(Document extract):
☆ ☆ ☆ ☆ ☆ ☆ ☆
Thursday, July 05, 2007

wedding receptions are for dancing, but ...

Friends and relatives are getting themselves married - quite a few this season. Meaning lots of opportunities to dance. I like to dance and open bars reduce the crowd fear.

Dances of joy, yes.
dance of joy
{Caption: Hot Weather. The Friar proposes cider-"cupping" as a remedy. Dance of Joy in consequence. Click to enlarge. Source: http://www.classicistranieri.com/punch/1/4/7/0/14707/14707-h/14707-h.htm. See more about this at bottom.}

But not quite like Numfar's.



Here's the source of Juliet and the Friar dancing joyously.
OPERA-GOER'S DIARY.
Hot Weather. The Friar proposes cider-"cupping" as a remedy. Dance of Joy in consequence.

Monday.—GOUNOD's Roméo et Juliette. Les deux frères ("Brothers of Corse"), JEAN and EDOUARD, excellent respectively as Romeo and Friar Laurent. EDWARD looked the reverend, kind-hearted, but eccentric herbalist to the life, singing splendidly. But Brother JOHN, in black wig, black moustache, and with pallid face, look so unhealthy a Romeo that his appearance must have first excited Juliet's pity, which we all know is akin to love. My advice to JOHNNIE DE RESZKÉ is to "lighten the part," and "do it on his head,"—which, being summed up, means flaxen-haired wig and light moustache. Juliette Eames charming. Nurse Bauermeister too young. Tybalt Montariol, when killed, must not lie "toes up" too close to Curtain. Friendly members of Capulet faction rescued his legs, otherwise these members must have suffered. M. DUFRICHE, as Mercutio, mistaken for EDOUARD DE RESZKÉ. Subsequent appearance of the real Simon Pure as The Friar only complicates matters, but death of Mercutio settles it. The survivor is EDOUARD DE RESZKÉ. Mr. ALEC MARSH, late of English Comic Opera, appears as the Duke of Verona, and everyone admires his Grace.
☆ ☆ ☆ ☆ ☆ ☆ ☆
(Information provided):

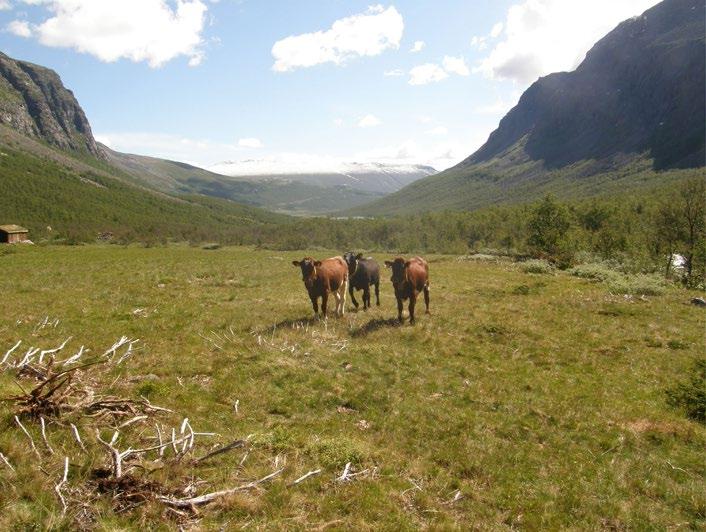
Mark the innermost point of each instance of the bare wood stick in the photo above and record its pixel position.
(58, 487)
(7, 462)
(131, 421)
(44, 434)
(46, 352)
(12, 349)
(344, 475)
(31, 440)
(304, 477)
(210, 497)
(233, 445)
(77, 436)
☆ ☆ ☆ ☆ ☆ ☆ ☆
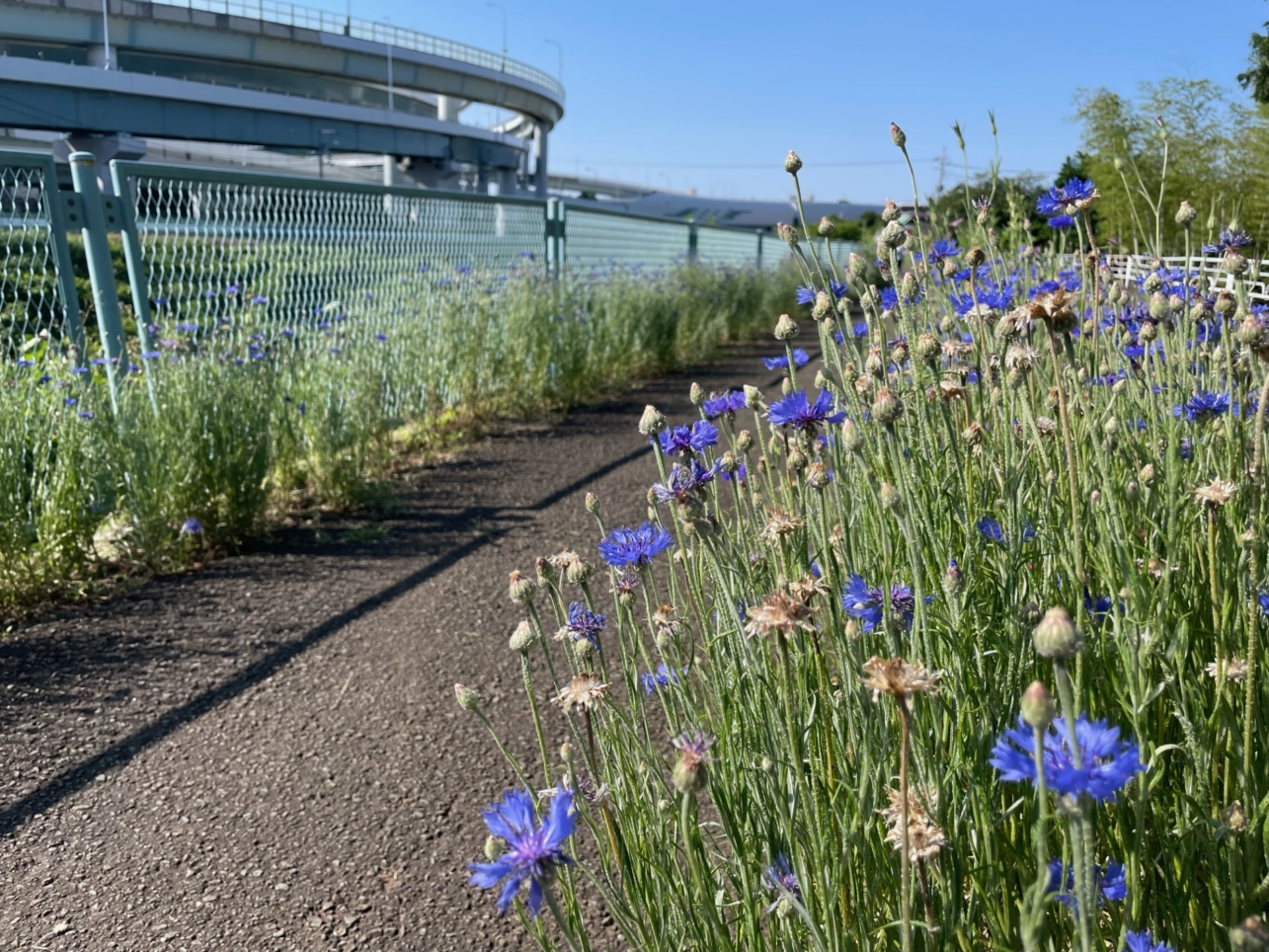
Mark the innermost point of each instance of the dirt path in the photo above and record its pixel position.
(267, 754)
☆ ☆ ☆ ☆ ☆ ☆ ☆
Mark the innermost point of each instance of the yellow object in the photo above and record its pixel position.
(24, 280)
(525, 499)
☆ ☆ ☆ ☆ ☆ ☆ ☆
(What is asked):
(a) In the opera diary within the blog post above, which performers are named, and what role does each sing?
(b) Answer these questions about the blog post above:
(i) What does the writer say reduces the crowd fear?
(ii) What remedy for hot weather does the Friar propose?
(iii) Which opera is reviewed in the diary entry for Monday?

(Solutions):
(a)
- Jean de Reszké: Romeo
- Edouard de Reszké: Friar Laurent
- Eames: Juliette
- Bauermeister: Nurse
- Montariol: Tybalt
- Dufriche: Mercutio
- Alec Marsh: Duke of Verona

(b)
(i) Open bars
(ii) Cider-"cupping"
(iii) Gounod's Roméo et Juliette